(Entries from a point annotation set)
»»

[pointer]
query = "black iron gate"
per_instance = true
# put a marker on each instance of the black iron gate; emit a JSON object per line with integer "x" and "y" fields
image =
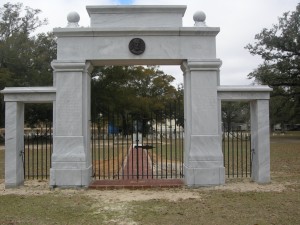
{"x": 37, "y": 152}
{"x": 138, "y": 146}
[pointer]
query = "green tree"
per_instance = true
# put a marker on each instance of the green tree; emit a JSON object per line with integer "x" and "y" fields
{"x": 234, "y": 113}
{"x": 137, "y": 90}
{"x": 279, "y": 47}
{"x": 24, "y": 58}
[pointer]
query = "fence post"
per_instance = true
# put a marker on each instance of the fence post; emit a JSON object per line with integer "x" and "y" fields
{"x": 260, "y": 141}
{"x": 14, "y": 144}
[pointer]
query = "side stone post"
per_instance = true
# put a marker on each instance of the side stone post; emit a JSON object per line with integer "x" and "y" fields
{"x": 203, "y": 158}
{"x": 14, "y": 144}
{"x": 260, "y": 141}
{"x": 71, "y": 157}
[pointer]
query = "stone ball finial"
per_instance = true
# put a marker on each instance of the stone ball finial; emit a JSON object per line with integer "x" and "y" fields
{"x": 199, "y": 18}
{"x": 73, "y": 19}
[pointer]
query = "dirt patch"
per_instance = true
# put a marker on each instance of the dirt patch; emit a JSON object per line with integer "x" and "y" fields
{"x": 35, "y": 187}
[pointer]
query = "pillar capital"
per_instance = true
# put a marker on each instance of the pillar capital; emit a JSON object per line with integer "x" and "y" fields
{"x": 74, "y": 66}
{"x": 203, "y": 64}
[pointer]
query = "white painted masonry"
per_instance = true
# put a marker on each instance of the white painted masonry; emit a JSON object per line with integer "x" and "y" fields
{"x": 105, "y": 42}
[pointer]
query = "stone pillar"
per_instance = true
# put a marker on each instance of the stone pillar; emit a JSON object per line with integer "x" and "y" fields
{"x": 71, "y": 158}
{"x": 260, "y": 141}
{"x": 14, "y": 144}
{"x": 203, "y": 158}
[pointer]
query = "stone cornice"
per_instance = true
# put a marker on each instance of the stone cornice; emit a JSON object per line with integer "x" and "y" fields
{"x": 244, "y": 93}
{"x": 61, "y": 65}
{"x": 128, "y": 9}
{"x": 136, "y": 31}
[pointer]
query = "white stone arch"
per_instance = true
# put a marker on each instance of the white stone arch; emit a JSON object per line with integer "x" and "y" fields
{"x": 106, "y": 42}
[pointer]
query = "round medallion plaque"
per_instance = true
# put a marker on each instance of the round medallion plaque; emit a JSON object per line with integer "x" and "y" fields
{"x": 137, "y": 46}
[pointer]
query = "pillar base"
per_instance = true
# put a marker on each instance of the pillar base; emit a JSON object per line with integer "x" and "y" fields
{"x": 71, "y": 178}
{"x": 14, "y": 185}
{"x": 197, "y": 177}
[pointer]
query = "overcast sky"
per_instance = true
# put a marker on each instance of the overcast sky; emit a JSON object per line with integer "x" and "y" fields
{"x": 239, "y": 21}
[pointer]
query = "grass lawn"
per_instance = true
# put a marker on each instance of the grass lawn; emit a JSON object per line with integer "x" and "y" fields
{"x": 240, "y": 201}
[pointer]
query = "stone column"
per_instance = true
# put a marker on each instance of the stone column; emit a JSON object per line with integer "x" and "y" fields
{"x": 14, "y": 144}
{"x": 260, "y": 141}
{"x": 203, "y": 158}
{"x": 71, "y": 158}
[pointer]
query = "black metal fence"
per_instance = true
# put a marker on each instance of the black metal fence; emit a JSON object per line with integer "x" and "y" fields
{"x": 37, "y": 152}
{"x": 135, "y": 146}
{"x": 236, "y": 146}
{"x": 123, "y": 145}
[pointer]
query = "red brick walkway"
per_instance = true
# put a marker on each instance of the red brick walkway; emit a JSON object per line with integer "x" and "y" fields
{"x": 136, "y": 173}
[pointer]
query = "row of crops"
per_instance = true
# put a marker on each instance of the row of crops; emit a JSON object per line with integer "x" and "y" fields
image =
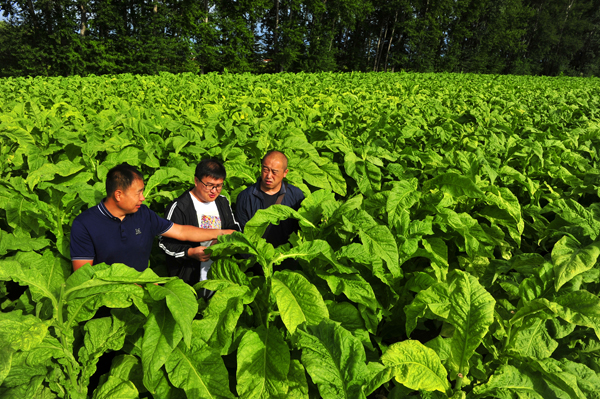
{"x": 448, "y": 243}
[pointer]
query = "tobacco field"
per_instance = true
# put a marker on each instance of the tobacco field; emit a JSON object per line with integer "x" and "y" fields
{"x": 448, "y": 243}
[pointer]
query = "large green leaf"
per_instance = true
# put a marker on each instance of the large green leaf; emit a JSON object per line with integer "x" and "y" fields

««

→ Objective
Count the lines in the records above that contain the string "masonry", treating uppercase and lowercase as different, and give only that number.

→ Solved exercise
2